§ Brief 1
Answer these questions using the passage on East Forest Park:
(a) Which places border the neighborhood?
(b) What school was formed when Cathedral High School merged with a Catholic school from Holyoke?
(c) In what year was the neighborhood's section of the Highland Division Railroad decommissioned?
§ Brief 2
In the passage on East Forest Park, turn the paragraph that begins "Several small commercial areas" into a bulleted list that keeps its main facts.

§ Excerpt provided
□ □ □ □ □
East Forest Park is a neighborhood in the south-central part of Springfield, Massachusetts. The neighborhood borders East Longmeadow, Forest Park, and the Sixteen Acres neighborhood. It is a primarily residential middle-class neighborhood.

== Neighborhood ==
East Forest Park contains a wide variety of pre- and post-World War II homes on the hillside of Watershops Pond, Springfield's largest body of water (other than the Connecticut River), and custom-built colonials and Tudors, as well as capes and ranches.

Several small commercial areas are located on Island Pond Road and Sumner Avenue. The neighborhood was home to Cathedral High School, formerly the city's only Catholic secondary school. It merged with a Catholic school from Holyoke, becoming Pope Francis Preparatory School. In late 2019 the new home of the East Forest Park branch of the Springfield City Library was opened.

== History ==
A section of the Highland Division Railroad, which ran from Enfield, Connecticut, to Springfield, ran through the neighborhood until it was decommissioned in 1993. In the years since, multiple proposals have been made to replace the abandoned sections of track with walking or biking trails, although none have come to fruition as of 2023.

The neighborhood was hit hard by the June 1, 2011 New England tornado outbreak.
□ □ □ □ □
§ Supplied information

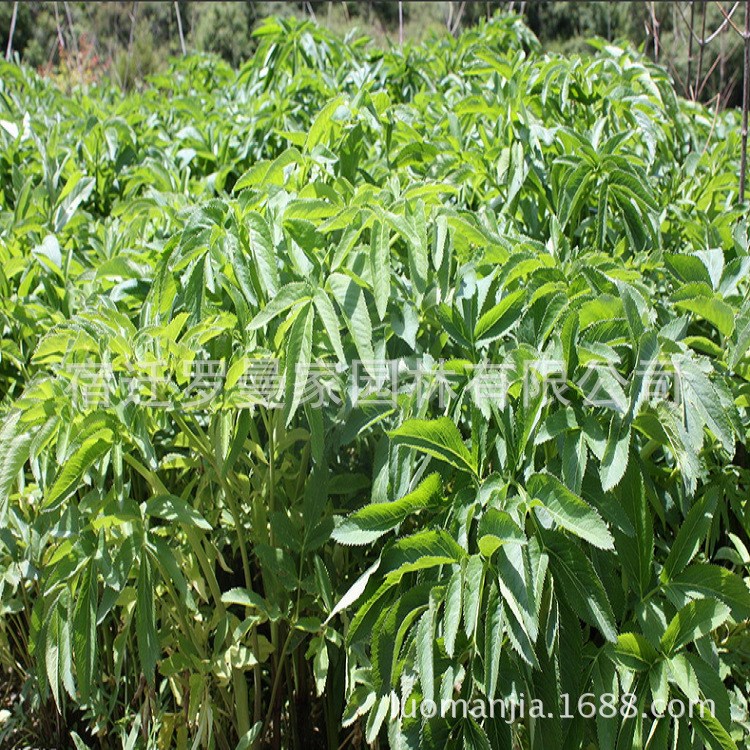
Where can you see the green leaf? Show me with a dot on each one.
(615, 458)
(261, 245)
(452, 612)
(577, 581)
(84, 630)
(14, 454)
(145, 621)
(298, 358)
(500, 319)
(327, 314)
(712, 731)
(692, 532)
(636, 552)
(90, 450)
(173, 508)
(569, 511)
(711, 581)
(351, 301)
(496, 527)
(380, 266)
(634, 652)
(439, 438)
(424, 657)
(715, 311)
(288, 296)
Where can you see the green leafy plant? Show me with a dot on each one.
(221, 526)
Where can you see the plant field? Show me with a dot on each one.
(354, 383)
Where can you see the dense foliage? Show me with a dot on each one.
(184, 566)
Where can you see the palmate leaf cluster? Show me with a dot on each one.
(206, 576)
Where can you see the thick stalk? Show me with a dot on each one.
(9, 49)
(699, 73)
(179, 27)
(745, 101)
(690, 49)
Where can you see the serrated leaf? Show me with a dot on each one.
(439, 438)
(694, 620)
(569, 510)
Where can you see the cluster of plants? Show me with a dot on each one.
(182, 572)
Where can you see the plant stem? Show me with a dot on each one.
(745, 101)
(9, 49)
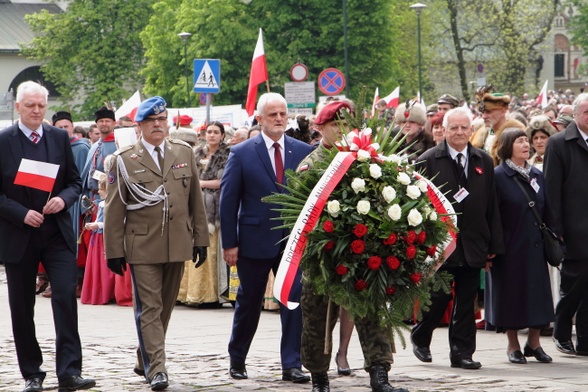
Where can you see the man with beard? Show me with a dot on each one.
(155, 220)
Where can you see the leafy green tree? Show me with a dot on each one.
(92, 51)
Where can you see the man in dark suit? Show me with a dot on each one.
(565, 165)
(466, 174)
(255, 169)
(35, 226)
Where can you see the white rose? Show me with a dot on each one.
(413, 192)
(395, 212)
(363, 155)
(422, 186)
(363, 207)
(358, 185)
(389, 193)
(414, 217)
(375, 171)
(403, 178)
(333, 208)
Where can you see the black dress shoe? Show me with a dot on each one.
(33, 384)
(295, 375)
(237, 371)
(538, 353)
(517, 357)
(75, 383)
(466, 363)
(566, 347)
(159, 382)
(422, 353)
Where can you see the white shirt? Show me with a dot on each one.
(269, 143)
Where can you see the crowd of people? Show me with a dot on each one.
(176, 217)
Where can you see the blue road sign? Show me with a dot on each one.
(331, 81)
(206, 76)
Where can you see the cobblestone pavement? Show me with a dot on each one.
(198, 360)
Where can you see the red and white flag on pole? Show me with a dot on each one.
(542, 97)
(36, 174)
(393, 99)
(376, 99)
(257, 76)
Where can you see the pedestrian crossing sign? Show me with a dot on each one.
(206, 76)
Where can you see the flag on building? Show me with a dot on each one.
(257, 76)
(36, 174)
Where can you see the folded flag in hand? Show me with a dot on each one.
(36, 174)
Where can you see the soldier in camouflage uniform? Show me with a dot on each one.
(318, 317)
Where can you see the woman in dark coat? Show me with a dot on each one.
(519, 278)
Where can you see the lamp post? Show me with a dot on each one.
(184, 36)
(418, 8)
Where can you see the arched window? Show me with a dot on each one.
(33, 73)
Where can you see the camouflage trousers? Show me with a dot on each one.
(316, 312)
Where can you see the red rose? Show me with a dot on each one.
(360, 230)
(391, 240)
(411, 252)
(392, 262)
(374, 262)
(357, 247)
(410, 237)
(341, 269)
(328, 226)
(360, 285)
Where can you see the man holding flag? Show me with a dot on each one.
(38, 183)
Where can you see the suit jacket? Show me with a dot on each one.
(565, 167)
(14, 233)
(137, 234)
(480, 230)
(246, 221)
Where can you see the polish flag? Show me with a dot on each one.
(542, 97)
(376, 99)
(36, 174)
(257, 76)
(393, 99)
□ □ □ □ □
§ Response 1
(a) East Longmeadow, Forest Park, and the Sixteen Acres neighborhood.
(b) Pope Francis Preparatory School.
(c) 1993.

§ Response 2
- Small commercial areas are located on Island Pond Road and Sumner Avenue.
- Cathedral High School, formerly Springfield's only Catholic secondary school, was in the neighborhood.
- It merged with a Catholic school from Holyoke to become Pope Francis Preparatory School.
- The new home of the East Forest Park branch of the Springfield City Library opened in late 2019.